**EXCERPTED RECORDS:**
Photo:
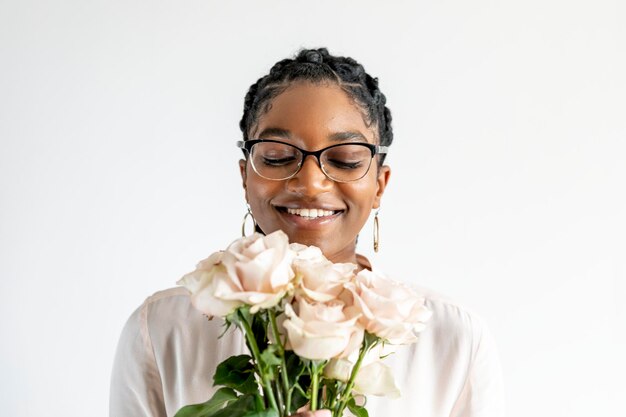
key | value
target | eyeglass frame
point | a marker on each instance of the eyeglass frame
(246, 147)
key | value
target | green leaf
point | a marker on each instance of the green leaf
(223, 396)
(259, 323)
(262, 413)
(237, 372)
(299, 397)
(244, 406)
(357, 410)
(295, 367)
(269, 358)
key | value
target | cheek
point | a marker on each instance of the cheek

**REQUIREMENT:**
For the word "cheek", please say how many lines in the entries hold it, with only the number as the reply.

**ANSWER SPACE:**
2